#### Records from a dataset
[Start of Attachment]

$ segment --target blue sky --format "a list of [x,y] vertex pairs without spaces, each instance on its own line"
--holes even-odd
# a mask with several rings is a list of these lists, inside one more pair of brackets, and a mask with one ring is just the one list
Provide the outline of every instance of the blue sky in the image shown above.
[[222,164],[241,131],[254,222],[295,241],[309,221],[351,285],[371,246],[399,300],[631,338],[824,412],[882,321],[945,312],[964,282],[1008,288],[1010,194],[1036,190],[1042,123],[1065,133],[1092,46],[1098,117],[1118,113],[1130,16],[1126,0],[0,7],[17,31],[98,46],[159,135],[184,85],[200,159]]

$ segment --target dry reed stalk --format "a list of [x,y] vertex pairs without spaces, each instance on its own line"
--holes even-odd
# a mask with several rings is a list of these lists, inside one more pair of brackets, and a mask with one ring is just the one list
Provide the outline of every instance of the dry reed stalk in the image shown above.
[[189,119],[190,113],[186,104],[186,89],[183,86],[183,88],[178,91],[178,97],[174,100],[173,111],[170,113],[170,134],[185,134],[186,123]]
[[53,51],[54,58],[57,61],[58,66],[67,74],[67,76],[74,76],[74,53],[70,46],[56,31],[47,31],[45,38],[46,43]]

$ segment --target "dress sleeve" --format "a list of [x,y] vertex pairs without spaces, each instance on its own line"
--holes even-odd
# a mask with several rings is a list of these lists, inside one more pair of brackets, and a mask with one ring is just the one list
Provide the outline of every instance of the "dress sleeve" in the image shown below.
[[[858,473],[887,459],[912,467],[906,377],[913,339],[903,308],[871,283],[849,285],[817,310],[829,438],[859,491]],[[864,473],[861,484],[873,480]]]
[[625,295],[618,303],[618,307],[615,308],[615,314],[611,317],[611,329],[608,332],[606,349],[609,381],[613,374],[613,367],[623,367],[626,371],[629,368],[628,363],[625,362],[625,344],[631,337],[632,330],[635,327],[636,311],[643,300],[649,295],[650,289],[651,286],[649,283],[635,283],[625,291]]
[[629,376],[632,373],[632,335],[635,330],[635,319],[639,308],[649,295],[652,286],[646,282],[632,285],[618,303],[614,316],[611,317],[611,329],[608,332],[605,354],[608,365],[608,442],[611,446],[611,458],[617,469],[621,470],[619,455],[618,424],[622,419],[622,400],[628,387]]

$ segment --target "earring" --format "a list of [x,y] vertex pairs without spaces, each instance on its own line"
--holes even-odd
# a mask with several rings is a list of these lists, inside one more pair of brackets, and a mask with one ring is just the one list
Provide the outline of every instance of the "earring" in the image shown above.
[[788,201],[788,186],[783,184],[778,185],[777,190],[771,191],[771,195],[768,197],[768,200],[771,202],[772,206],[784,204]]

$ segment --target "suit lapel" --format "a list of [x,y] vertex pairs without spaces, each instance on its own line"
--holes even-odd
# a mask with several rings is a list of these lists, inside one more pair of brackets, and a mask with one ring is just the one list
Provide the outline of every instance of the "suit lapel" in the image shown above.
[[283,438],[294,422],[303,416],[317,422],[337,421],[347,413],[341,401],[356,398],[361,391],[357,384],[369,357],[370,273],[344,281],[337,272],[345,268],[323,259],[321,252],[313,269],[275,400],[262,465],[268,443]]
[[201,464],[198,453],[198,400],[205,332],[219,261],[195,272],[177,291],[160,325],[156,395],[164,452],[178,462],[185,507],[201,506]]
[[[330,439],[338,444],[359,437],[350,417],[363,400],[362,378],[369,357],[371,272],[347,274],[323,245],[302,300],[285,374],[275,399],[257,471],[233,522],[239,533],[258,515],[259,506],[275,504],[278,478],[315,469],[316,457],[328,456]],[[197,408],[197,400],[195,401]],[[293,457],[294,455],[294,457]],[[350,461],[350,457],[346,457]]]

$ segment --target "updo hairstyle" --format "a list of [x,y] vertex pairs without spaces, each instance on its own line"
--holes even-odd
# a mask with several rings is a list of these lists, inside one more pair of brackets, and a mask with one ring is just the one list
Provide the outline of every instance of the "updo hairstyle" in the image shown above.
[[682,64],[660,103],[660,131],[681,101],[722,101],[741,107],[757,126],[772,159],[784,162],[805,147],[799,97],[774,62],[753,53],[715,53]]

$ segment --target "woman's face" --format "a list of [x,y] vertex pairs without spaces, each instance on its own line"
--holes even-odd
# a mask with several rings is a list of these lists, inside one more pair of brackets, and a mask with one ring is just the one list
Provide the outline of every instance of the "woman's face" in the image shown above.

[End of Attachment]

#### TASK
Return the data from the top line through the bottom line exactly.

#### RESULT OF THIS TASK
$ segment --target blue sky --format "a list of [x,y] vertex pairs without spaces, each instance on its own line"
--holes even-odd
# a mask with several rings is a list of these lists, inside one more pair of brackets, and a mask with one ring is just the one list
Provide the outline of every instance of the blue sky in the image shown above.
[[222,164],[241,131],[254,222],[295,241],[309,221],[351,285],[371,246],[399,300],[631,338],[824,412],[882,321],[945,312],[964,282],[1008,288],[1010,194],[1036,190],[1042,123],[1065,133],[1092,46],[1098,117],[1118,113],[1130,16],[1126,0],[0,7],[17,31],[98,46],[159,135],[184,85],[200,159]]

$ segment --target dry reed stalk --format "a list of [x,y] vertex pairs without spaces, each instance on its own line"
--holes even-odd
# a mask with several rings is a list of these lists, inside one more pair of brackets, and a mask with one ring is just the one list
Provide the outline of every instance of the dry reed stalk in the image shown above.
[[189,119],[190,113],[186,104],[186,89],[183,86],[183,88],[178,91],[178,97],[174,100],[173,111],[170,113],[170,134],[185,134],[186,123]]
[[53,51],[54,58],[57,61],[58,66],[67,74],[67,76],[74,76],[74,53],[70,46],[56,31],[47,31],[45,38],[46,43]]

$ segment --target "dress sleeve" --format "a list of [x,y] vertex pairs without spaces, each instance on its own line"
--holes even-odd
# a mask with several rings is a list of these lists, inside one more pair of brackets, and a mask with one ring is just the one list
Provide the outline of every instance of the "dress sleeve" in the image shown below.
[[[858,473],[887,459],[912,467],[906,377],[913,339],[903,308],[871,283],[849,285],[817,310],[829,438],[859,491]],[[864,473],[861,484],[873,480]]]
[[625,295],[618,303],[618,307],[615,308],[615,314],[611,317],[611,329],[608,332],[606,349],[609,381],[613,374],[613,367],[623,367],[626,371],[629,368],[628,363],[625,362],[625,344],[631,337],[632,330],[635,327],[636,311],[643,300],[649,295],[650,289],[651,286],[649,283],[635,283],[625,291]]
[[629,376],[632,373],[632,335],[635,330],[635,319],[639,308],[649,295],[652,286],[646,282],[632,285],[618,303],[614,316],[611,317],[611,329],[608,332],[605,354],[608,365],[608,442],[611,446],[611,458],[617,469],[621,470],[619,455],[618,424],[622,419],[622,400],[628,387]]

$ segment --target "earring" --format "a list of [x,y] vertex pairs without spaces, each instance on its own line"
--holes even-odd
# a mask with several rings is a list of these lists, inside one more pair of brackets, and a mask with one ring is just the one list
Provide the outline of every instance of the "earring" in the image shown above.
[[788,201],[788,186],[783,184],[778,185],[777,190],[771,191],[771,195],[768,197],[768,200],[771,202],[772,206],[784,204]]

$ segment --target "suit lapel" --format "a list of [x,y] vertex pairs without spaces, each instance on its own line"
--holes even-odd
# a mask with several rings is a list of these lists, inside one more pair of brackets, and a mask with one ring is just the one list
Provide the outline of every instance of the "suit lapel" in the image shown above.
[[283,438],[294,422],[303,416],[317,422],[337,421],[347,413],[341,401],[356,398],[361,391],[357,384],[369,357],[370,273],[344,281],[337,272],[345,268],[323,259],[321,252],[313,269],[275,400],[262,465],[268,443]]
[[201,464],[198,453],[198,400],[205,332],[219,261],[195,272],[177,291],[160,325],[156,395],[164,452],[178,462],[185,507],[201,506]]
[[[330,439],[338,444],[359,437],[350,417],[363,400],[362,378],[369,357],[371,272],[347,274],[323,245],[302,300],[285,374],[275,399],[257,471],[233,522],[239,533],[258,515],[259,506],[275,504],[278,478],[315,469],[316,457],[328,456]],[[197,408],[197,400],[195,401]],[[293,457],[294,455],[294,457]],[[350,461],[350,457],[346,457]]]

$ segment --target "updo hairstyle" --format "a list of [x,y] vertex pairs without spaces, each instance on its own line"
--holes even-odd
# a mask with several rings is a list of these lists, inside one more pair of brackets, and a mask with one ring is just the one list
Provide the outline of every instance of the "updo hairstyle" in the image shown above.
[[682,64],[660,103],[660,131],[681,101],[722,101],[741,107],[757,126],[772,159],[784,162],[805,147],[799,97],[774,62],[753,53],[715,53]]

$ segment --target "woman's face" --format "a list of [x,y] vertex pairs without spaces, each instance on its own line"
--holes even-odd
# a mask with several rings is a list of these lists, inside one more pair of brackets, and a mask with one ring is just the one list
Provide the outline of every instance of the "woman's face" in the image shown above.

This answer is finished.